*Given passage:*
______________________________

Green glue is not used to decouple ... it is designed to dampen the bass energy from being transferred from one layer of drywall to the other. It does so by converting sound vibration to heat energy before it has a chance to get to the next layer of drywall.


I gave a lengthy reply in your other thread here ... http://www.hometheatershack.com/for...325-reflections-reflections-live-vs-dead.html


----------



## ScruffyHT (Sep 23, 2008)

If you do have the space to go with a "room within a room" then this is how I would approach it

build the outside walls at least 1" away from the inside walls - make sure that you dont have the original walls with anything but bare studs and standard batt insulation

use dc04 clips to attach new walls to roof joists

add DD 5/8 drywall with green glue to walls - you can use 1 tube of GG per sheet and still get 70% efficiency from the green glue

you will be hanging new roof joists that will sit on top of the new interior walls - add DD 5/8 plus green glue here as well

for hvac use mufflers and dead vents 

for electrical use backer boxes on all plugs/lights

for the door - a solid core door properly weatherstripped with a good threshold


----------



## patchesj (Jun 17, 2009)

Why do you need dc09 clips?? For room in room, do the walls need to be attached to the "old" ceiling joists at all? What would you recommend to isolate the new walls from the existing floor (if it's a concrete floor, anything at all?)?


----------



## ScruffyHT (Sep 23, 2008)

If you can manage to keep the walls perfectly vertical on all 4 sides while attaching the new ceiling joists then go for it  ... however using the dc04 clips they are spaced about 4 feet apart so there will be minimal contact with the original roof joists and will ensure perfectly vertical & decoupled interior walls

new interior walls will be 1/2" shorter than the original walls


----------



## patchesj (Jun 17, 2009)

So back to the sand concept... How much sand are you planning on putting up there? How much would be required to have an impact on <100Hz? And the crazy question of the day, how much weight could a double 5/8th drywall ceiling hold between the joists??

______________________________

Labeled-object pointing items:

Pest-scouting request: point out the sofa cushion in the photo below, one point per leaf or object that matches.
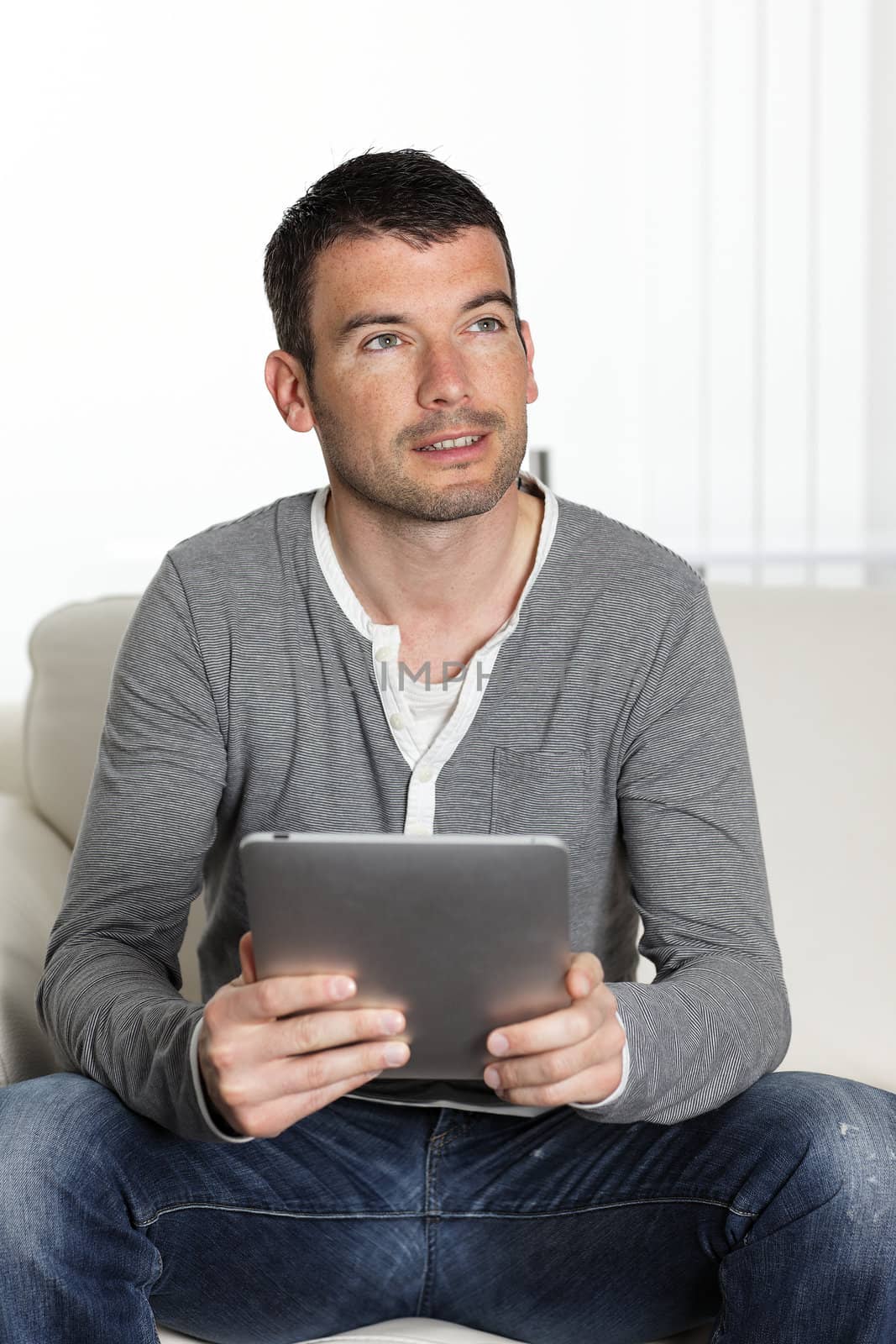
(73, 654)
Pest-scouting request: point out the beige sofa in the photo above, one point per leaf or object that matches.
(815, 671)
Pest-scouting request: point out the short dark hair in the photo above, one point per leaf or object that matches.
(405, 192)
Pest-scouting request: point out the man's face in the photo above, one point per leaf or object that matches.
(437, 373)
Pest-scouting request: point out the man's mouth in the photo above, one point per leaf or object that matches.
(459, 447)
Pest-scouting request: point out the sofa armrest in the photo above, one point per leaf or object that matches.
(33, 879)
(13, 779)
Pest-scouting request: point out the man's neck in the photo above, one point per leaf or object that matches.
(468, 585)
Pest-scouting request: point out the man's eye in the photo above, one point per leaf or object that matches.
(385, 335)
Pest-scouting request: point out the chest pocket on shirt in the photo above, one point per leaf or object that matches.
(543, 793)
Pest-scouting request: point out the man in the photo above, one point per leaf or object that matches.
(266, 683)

______________________________

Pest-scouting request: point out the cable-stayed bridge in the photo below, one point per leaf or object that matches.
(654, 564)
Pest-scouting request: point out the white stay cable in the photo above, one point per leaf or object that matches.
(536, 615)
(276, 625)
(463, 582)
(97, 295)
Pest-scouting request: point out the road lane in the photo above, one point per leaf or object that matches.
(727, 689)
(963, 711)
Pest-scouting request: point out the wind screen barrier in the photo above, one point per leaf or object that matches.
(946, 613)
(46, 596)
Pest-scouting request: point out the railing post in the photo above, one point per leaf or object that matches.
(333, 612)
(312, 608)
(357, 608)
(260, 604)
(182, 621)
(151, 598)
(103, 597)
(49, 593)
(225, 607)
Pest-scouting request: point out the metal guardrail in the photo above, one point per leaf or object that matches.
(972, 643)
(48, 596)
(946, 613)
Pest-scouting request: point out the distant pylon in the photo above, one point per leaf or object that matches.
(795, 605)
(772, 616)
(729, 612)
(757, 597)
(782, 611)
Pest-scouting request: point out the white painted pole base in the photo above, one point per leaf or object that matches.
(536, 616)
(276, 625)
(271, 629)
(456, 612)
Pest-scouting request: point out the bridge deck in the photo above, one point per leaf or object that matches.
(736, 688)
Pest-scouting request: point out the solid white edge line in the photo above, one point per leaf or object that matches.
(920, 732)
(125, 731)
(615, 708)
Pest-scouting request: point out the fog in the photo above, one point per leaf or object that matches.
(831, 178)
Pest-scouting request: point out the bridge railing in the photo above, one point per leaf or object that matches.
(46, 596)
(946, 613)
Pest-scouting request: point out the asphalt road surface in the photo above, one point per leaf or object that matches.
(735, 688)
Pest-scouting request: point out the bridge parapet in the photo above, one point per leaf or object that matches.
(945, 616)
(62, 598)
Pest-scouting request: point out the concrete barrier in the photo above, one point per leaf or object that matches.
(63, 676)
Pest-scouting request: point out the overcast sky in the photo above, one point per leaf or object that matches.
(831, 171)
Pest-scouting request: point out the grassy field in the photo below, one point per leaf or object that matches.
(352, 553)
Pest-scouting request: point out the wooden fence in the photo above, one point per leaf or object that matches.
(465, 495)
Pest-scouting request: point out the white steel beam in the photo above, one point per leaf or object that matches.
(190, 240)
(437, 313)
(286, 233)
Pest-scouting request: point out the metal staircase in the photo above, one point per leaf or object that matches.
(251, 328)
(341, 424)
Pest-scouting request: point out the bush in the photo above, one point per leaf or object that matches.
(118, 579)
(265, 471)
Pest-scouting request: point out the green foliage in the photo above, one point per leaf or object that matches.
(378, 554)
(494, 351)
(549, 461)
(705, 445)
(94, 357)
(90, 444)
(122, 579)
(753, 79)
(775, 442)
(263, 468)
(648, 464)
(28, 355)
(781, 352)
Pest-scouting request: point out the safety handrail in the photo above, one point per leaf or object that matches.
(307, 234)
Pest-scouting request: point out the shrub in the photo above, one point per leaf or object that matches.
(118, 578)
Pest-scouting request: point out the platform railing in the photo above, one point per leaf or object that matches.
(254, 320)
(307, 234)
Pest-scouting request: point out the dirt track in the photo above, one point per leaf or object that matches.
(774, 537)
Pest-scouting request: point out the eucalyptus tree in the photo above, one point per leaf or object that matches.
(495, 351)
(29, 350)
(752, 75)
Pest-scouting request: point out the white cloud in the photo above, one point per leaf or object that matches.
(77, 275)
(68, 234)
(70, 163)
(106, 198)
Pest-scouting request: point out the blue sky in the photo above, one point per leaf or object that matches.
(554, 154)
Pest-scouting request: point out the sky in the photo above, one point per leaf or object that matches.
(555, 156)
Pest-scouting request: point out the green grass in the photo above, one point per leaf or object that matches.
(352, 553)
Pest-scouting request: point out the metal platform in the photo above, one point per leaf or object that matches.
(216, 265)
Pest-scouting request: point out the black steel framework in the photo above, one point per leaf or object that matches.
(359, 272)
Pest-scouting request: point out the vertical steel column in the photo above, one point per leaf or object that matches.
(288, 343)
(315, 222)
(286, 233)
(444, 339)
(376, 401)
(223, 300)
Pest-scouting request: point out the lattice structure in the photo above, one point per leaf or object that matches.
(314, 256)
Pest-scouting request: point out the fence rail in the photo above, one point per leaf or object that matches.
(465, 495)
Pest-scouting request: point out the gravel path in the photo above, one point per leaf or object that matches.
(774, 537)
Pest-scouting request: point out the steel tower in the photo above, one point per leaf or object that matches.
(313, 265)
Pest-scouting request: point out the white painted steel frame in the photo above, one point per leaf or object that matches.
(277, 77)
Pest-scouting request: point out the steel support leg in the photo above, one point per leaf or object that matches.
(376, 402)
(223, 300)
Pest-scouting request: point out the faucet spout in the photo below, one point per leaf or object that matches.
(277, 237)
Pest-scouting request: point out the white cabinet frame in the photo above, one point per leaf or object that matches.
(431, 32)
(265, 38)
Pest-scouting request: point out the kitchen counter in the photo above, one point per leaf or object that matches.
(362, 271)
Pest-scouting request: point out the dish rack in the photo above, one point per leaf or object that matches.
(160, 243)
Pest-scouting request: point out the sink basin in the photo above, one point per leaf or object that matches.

______________________________

*Set tasks:*
1. Repeat the portion of the soundproofing thread that opens with the words containing "Why do you need" and closes with "anything at all?)?".
2. In the soundproofing thread, what does green glue convert sound vibration into?
Rely only on the soundproofing thread for your answers.

*Correct answers:*
1.
Why do you need dc09 clips?? For room in room, do the walls need to be attached to the "old" ceiling joists at all? What would you recommend to isolate the new walls from the existing floor (if it's a concrete floor, anything at all?)?

2. Heat energy.